● Directive: Rewrite the whole listing below, swapping every "keypoint" for "marker" and leaving everything else unchanged. Omit the pictures from your answer.

● Supplied entries:
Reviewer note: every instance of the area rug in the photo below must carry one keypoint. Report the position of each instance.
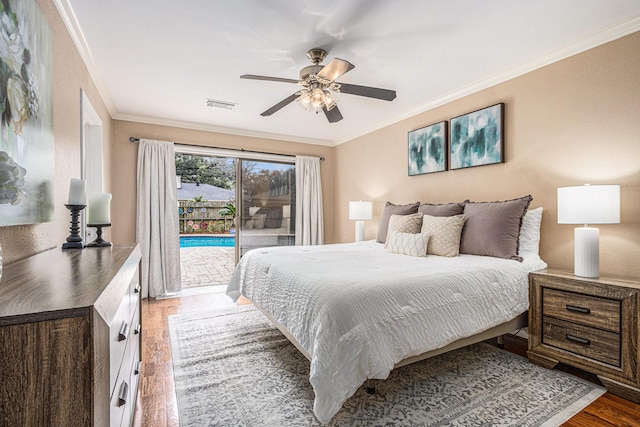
(233, 368)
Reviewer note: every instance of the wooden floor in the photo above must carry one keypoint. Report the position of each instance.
(157, 400)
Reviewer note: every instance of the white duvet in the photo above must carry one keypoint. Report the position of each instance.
(358, 310)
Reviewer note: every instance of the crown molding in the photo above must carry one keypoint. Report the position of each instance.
(69, 18)
(612, 33)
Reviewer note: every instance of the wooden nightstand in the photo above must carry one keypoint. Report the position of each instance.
(591, 324)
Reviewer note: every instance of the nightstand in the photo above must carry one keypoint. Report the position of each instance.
(591, 324)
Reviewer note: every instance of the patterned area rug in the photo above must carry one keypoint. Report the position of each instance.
(233, 368)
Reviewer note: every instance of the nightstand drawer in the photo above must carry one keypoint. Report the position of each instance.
(587, 310)
(589, 342)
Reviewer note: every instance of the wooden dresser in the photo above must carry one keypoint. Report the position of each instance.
(592, 324)
(70, 338)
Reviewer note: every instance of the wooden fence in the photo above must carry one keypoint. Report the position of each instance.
(204, 217)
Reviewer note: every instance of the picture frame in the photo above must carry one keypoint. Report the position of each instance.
(477, 138)
(427, 149)
(26, 125)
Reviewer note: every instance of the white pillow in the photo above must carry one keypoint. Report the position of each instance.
(444, 232)
(405, 224)
(530, 232)
(413, 244)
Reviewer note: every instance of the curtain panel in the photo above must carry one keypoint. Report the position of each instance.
(309, 219)
(157, 230)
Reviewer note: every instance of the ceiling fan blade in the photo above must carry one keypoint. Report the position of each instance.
(280, 104)
(335, 68)
(271, 79)
(333, 115)
(370, 92)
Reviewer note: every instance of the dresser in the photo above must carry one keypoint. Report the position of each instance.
(591, 324)
(70, 338)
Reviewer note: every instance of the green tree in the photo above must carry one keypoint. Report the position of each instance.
(206, 170)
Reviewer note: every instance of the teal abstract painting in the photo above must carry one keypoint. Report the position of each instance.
(428, 149)
(477, 138)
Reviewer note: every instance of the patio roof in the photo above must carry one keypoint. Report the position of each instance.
(188, 191)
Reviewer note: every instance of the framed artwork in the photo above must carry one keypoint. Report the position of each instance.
(477, 138)
(26, 114)
(427, 149)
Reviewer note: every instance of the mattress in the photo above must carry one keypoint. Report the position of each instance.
(357, 310)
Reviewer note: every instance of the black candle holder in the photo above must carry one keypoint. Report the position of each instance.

● The response:
Reviewer note: every instance of the area rug in the photo below must carry one marker. Report the position of each instance.
(233, 368)
Reviewer note: every instance of the wooden floor in the photo above must carry one marker. Report the position of each instance.
(157, 400)
Reviewer note: every instance of the white duvet in the photo above must carry one marker. Report the position of each instance.
(358, 310)
Reviewer note: every instance of the crown molding in the photo above must carry one marker. Report the position of each instance.
(69, 18)
(612, 33)
Reviewer note: every instance of the wooden nightstand in the photo above must carry one marker. Report the position of each instance.
(591, 324)
Reviewer note: every instance of the nightstand in the photo above must carry one marker. Report the position of each instance.
(591, 324)
Reviewer note: every instance of the patterned area rug in the photo above must carry one marker. Report the position of each instance.
(233, 368)
Reviewer note: every instance of the nightstand drawer in the photo above must carry one marker. Report the position of each instance.
(587, 310)
(589, 342)
Reviewer note: every instance of the wooden dresser in the photo above must carry one marker. Report the position of each instance.
(592, 324)
(70, 338)
Reviewer note: every instance of the wooden fence in the photo above must carry one marker. Report the position of each instance.
(204, 217)
Reviewer note: every instance of the picture frame in the photo above must carry one marker. Report the position of each instance.
(477, 138)
(427, 149)
(26, 125)
Reviewer note: every instance of the white pillow in the photo above must carry one marker. Report the position of each instance.
(444, 232)
(405, 224)
(530, 232)
(413, 244)
Reviewer note: every instance of the curtain panel in the photo above must carry one marker. Report the position of each instance.
(309, 219)
(157, 230)
Reviewer note: every instance of the ceiling fan blade in the photo above must carry one marker. Report the position of each instance.
(280, 104)
(335, 68)
(271, 79)
(333, 115)
(370, 92)
Reviewer note: every instance of the dresser in the photo above must carry one marker. Report the position of each instance.
(591, 324)
(70, 338)
Reviewer note: every instance of the green tree in the photo above must carry one marker. Report the position of each instance.
(206, 170)
Reviewer note: every instance of the teal abstract painting in the photo above must carry one marker. Report the position of each instance.
(428, 149)
(477, 138)
Reviewer note: every instance of the patio roof in the photo above must carry one marker. Report the position of each instance.
(188, 191)
Reviewer note: every instance of the framed artwork in the photo above must carry one marker. Report the position of each instance.
(477, 138)
(26, 114)
(427, 149)
Reviewer note: every instance of the mattress in the photo above must carry one marker. Report the position of each instance.
(357, 310)
Reviewer note: every instance of the black candle holder in the photo above must carry one marker. Report the position of each instance.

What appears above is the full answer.